• [WHAT YOU SHOULD DO]: Count the lines below that contain the string "instance", with case counting, and give only the number.
** Begin GIVEN ENTRIES **
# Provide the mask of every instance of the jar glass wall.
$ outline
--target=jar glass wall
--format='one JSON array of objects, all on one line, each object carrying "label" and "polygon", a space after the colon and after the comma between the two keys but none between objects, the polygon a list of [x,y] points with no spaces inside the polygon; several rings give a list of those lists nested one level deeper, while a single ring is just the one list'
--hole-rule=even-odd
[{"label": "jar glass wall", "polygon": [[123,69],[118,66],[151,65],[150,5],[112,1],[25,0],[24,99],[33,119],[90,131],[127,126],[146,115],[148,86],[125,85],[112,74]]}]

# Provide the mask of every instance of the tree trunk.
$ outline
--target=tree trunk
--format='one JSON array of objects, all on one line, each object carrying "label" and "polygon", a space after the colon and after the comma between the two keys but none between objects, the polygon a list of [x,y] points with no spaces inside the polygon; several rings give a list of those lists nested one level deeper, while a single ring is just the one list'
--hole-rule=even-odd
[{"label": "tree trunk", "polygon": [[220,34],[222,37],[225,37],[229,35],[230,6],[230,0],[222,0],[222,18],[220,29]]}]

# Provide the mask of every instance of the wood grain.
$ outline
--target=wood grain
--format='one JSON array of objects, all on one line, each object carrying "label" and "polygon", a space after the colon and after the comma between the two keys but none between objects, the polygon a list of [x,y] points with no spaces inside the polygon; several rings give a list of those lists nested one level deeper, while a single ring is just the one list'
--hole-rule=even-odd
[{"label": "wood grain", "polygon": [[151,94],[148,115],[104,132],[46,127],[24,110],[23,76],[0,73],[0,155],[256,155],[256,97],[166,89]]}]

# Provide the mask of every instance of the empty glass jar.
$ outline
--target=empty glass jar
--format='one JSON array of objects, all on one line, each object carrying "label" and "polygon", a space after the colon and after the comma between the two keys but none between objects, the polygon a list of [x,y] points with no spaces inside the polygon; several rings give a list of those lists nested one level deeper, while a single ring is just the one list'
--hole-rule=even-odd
** End GIVEN ENTRIES **
• [WRITTEN RESPONSE]: 4